(Extracted entries)
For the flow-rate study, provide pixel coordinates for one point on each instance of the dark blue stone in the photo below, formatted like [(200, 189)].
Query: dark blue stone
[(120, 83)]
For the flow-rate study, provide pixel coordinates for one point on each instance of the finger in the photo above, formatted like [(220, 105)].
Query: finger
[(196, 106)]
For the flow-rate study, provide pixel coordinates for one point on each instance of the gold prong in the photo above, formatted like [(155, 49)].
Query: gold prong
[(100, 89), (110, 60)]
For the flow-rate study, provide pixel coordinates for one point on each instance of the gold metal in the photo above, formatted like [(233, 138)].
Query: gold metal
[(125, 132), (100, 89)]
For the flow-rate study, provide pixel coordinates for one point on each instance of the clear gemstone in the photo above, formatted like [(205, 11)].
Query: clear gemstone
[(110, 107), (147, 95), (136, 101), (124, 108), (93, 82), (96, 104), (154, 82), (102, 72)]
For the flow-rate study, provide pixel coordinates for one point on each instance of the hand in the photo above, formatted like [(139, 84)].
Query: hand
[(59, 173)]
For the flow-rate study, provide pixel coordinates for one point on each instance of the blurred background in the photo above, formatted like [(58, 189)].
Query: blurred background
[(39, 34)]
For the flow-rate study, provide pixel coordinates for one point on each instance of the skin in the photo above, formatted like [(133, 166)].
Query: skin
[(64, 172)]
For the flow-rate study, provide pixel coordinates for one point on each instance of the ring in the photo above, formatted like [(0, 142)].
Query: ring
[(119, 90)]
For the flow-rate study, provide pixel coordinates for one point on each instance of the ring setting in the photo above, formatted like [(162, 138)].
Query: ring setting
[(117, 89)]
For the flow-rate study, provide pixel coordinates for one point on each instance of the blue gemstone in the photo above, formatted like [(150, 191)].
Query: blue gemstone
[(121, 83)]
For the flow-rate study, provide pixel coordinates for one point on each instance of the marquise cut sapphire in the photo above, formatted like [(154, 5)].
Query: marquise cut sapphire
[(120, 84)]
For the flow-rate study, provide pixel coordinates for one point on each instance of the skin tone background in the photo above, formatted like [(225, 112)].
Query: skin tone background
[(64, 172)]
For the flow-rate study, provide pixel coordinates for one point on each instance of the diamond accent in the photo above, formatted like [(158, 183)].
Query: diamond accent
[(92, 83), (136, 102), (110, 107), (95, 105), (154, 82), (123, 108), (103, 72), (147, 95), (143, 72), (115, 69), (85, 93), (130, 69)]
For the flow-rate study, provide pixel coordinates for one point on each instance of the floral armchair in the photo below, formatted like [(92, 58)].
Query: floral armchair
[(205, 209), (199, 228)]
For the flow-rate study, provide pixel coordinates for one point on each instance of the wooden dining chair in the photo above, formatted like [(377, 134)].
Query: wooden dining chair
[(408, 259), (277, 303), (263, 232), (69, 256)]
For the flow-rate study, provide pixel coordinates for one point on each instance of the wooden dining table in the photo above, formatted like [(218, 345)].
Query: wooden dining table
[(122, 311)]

(Exercise brief)
Return, word for word, every line from the line with "like [(158, 183)]." to the final line of the data.

(Written answer)
For the flow-rate study, provide pixel coordinates for one point on each instance of the diamond accent in the photo above, formatted like [(158, 183)].
Query: diamond accent
[(92, 83), (136, 102), (110, 107), (95, 105), (154, 82), (123, 108), (103, 72), (147, 95), (143, 72), (115, 69), (85, 93), (130, 69)]
For the flow-rate study, provide pixel coordinates for one point on each instance of the floral armchair in the photo below, formatted like [(92, 58)].
Query: floral armchair
[(205, 209), (199, 228)]
For the flow-rate study, provide pixel coordinates for one point on each instance of the wooden dining chair in the photo above, formatted like [(377, 134)].
Query: wooden dining chair
[(408, 259), (277, 303), (263, 232), (69, 256)]
For the flow-rate study, provide pixel coordinates for one point on each instance of the wooden dining table in the photo above, formatted like [(218, 345)].
Query: wooden dining table
[(122, 311)]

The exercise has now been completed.